ABOUT THIS TASK →
In the passage about coming home from China, rewrite everything from "Since I've been" down to "has been heightened.", putting "thankfulness" in place of "gratitude".

PROVIDED TEXT →
Since I've been home from China, I feel like I've been living closer to life - as though a layer of my skin has been peeled away, a lens over my eyes removed, the filter on my ears turned down. My gratitude for and appreciation of - well, everything - has been heightened.
Good friends of ours - people I love and admire and have long thought would be fabulous parents - are in the middle of adopting a baby boy domestically. By American adoption standards, he is in ridiculously good health - no drug or alcohol addictions or issues, no brain damage or apparent disability, and as for his physical health, he was seven weeks preemie and just went through his second hernia surgery, but that's practically nothing considering what's common out there. I think over and over again of the twelve little girls I had the absolute joy of being with as they transitioned initially to their new families, of their amazing great health - and being home I think about how deep it goes into the culture they came from. Part of the rawness that I've been experiencing and feeling comes from seeing once more the country I live in - and this is in no way a diss on the USA. But, honestly, we've got to try for some persective on the place we live - we've got to see it for all it's good and bad so we can strive to make it better.

(Extracted data entries)

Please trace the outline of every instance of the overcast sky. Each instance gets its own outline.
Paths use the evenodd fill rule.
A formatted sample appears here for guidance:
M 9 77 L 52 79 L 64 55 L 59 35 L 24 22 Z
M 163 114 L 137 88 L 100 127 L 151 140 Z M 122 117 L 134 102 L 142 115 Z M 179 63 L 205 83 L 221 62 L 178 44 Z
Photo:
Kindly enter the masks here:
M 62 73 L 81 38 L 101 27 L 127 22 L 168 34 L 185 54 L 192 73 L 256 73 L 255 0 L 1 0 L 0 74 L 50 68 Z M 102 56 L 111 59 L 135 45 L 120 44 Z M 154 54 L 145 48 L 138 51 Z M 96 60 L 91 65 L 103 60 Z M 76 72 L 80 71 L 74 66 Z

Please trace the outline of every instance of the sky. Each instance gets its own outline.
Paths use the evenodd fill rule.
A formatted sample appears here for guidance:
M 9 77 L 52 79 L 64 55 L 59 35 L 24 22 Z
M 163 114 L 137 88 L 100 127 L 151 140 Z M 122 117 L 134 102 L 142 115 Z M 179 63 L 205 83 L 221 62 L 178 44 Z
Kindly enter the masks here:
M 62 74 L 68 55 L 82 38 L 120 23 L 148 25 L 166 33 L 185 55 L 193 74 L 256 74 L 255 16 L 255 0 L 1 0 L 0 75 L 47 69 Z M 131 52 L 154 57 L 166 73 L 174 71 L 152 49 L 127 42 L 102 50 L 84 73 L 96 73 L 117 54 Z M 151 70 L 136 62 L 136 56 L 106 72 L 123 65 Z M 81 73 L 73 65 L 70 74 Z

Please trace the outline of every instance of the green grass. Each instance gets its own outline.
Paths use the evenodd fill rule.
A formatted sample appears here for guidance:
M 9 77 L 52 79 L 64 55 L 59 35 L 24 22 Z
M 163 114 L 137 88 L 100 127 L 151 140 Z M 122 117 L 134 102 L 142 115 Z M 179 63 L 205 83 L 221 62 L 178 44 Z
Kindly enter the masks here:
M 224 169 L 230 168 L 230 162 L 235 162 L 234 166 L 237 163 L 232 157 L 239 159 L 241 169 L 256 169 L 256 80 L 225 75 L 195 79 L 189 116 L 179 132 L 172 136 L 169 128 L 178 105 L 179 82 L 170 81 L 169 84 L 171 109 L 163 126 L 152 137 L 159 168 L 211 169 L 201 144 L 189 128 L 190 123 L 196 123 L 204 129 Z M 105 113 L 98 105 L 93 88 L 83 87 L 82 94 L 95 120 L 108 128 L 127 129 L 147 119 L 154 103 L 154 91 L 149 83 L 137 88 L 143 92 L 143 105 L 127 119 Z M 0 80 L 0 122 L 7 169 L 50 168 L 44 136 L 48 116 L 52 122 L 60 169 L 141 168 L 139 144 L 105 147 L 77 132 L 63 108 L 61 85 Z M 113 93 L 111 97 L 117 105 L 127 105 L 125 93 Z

YOUR RESPONSE →
Since I've been home from China, I feel like I've been living closer to life - as though a layer of my skin has been peeled away, a lens over my eyes removed, the filter on my ears turned down. My thankfulness for and appreciation of - well, everything - has been heightened.